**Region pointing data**

○ ○ ○ ○

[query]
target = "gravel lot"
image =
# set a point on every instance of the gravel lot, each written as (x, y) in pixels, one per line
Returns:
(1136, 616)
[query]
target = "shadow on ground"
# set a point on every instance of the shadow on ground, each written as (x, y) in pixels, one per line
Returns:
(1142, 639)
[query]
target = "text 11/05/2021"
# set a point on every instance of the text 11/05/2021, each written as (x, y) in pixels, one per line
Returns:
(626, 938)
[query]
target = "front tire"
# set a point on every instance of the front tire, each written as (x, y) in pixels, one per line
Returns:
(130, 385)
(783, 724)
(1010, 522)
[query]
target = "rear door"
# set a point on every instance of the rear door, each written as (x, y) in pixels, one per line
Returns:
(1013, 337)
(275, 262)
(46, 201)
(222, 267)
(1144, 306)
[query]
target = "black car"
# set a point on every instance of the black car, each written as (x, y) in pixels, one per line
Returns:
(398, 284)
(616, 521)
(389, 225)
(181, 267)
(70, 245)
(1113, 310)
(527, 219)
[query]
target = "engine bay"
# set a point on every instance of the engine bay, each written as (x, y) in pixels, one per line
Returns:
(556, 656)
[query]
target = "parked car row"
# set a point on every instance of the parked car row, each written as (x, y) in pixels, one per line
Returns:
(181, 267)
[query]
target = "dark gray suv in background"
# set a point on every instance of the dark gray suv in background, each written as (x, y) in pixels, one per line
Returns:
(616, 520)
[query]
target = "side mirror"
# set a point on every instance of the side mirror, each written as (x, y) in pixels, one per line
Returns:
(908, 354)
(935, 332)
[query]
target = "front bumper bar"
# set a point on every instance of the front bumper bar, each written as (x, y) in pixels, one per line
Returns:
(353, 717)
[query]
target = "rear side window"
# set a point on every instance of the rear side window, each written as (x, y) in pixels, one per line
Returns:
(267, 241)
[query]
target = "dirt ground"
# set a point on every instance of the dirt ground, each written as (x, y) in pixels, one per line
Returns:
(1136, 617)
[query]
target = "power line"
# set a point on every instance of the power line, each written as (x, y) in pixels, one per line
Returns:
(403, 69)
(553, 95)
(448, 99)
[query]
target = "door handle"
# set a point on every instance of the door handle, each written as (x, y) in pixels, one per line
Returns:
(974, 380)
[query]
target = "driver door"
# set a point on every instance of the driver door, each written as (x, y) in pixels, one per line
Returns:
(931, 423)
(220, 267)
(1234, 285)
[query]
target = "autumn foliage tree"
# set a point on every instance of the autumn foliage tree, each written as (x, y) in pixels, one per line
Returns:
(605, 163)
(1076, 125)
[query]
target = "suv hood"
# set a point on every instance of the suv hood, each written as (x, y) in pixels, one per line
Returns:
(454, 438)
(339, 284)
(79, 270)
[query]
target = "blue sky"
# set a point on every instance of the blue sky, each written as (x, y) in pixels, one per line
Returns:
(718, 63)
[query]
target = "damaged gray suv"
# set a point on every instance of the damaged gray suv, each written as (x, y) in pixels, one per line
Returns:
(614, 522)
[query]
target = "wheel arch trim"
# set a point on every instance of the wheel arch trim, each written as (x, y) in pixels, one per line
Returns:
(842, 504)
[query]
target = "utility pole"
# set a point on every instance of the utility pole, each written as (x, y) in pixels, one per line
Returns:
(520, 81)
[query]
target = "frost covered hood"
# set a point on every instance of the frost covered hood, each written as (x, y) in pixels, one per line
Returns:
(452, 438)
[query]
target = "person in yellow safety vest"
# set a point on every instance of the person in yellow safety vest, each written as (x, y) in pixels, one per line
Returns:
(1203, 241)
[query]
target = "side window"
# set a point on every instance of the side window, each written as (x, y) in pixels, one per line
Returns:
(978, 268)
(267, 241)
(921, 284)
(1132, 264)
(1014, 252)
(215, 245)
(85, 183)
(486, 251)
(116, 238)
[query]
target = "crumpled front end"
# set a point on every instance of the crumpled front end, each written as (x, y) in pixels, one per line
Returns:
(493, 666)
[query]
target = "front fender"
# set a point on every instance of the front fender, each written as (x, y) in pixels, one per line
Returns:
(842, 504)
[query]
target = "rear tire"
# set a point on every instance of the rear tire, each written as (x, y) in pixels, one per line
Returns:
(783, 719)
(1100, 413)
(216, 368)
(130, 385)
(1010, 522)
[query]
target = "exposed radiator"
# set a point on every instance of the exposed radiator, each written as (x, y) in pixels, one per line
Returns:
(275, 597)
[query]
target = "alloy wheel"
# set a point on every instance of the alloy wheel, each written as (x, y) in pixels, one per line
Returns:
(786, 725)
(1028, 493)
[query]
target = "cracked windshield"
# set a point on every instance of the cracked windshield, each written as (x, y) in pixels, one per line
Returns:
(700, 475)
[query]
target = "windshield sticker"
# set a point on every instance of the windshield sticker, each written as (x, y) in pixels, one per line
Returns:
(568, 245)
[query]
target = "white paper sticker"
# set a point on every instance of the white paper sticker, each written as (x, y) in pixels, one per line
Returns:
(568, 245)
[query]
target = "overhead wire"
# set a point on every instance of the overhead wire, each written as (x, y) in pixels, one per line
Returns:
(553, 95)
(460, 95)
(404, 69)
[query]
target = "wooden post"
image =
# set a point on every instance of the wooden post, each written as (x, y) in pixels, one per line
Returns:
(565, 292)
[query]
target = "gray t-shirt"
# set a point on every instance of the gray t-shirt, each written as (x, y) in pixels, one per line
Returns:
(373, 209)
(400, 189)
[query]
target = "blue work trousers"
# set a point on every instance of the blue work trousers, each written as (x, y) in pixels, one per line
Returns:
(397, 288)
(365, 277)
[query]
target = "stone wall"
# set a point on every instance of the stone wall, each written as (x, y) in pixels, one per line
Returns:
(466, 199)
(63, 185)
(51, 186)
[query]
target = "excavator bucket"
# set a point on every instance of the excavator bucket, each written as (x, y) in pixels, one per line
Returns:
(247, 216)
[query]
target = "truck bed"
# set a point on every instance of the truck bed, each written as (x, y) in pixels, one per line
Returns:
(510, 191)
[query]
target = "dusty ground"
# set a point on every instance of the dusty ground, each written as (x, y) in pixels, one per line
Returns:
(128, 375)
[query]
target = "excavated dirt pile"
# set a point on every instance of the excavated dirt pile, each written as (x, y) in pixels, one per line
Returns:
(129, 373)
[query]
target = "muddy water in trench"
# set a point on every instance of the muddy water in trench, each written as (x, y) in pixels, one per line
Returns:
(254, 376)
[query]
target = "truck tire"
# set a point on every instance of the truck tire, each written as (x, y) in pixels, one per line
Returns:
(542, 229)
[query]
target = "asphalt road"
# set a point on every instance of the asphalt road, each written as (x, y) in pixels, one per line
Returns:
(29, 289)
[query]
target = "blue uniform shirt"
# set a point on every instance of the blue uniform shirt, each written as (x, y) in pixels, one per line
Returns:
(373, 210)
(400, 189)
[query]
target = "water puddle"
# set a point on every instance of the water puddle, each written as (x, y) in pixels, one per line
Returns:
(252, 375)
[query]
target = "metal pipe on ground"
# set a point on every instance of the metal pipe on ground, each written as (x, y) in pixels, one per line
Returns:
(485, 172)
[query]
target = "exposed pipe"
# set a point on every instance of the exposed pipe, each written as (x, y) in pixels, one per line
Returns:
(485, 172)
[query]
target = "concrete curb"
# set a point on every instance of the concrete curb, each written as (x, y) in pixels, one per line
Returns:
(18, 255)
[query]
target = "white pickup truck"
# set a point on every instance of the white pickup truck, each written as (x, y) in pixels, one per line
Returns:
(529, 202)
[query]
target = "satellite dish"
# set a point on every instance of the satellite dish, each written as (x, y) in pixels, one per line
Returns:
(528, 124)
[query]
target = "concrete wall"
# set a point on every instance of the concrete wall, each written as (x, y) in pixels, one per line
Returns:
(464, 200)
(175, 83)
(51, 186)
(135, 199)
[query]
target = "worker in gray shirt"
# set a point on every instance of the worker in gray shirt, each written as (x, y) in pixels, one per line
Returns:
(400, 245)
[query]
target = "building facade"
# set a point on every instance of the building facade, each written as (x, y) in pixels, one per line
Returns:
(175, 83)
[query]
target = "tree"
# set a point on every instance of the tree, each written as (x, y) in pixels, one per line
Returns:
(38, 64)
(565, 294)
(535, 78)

○ ○ ○ ○

**GOAL OF THE EXERCISE**
Your task is to find each line in the entries that contains the string "damaged" and copy it.

**SOLVED PROBLEM**
target = "damaged gray suv"
# set a point on every instance of the damaged gray suv, each written as (x, y) in pixels, one per line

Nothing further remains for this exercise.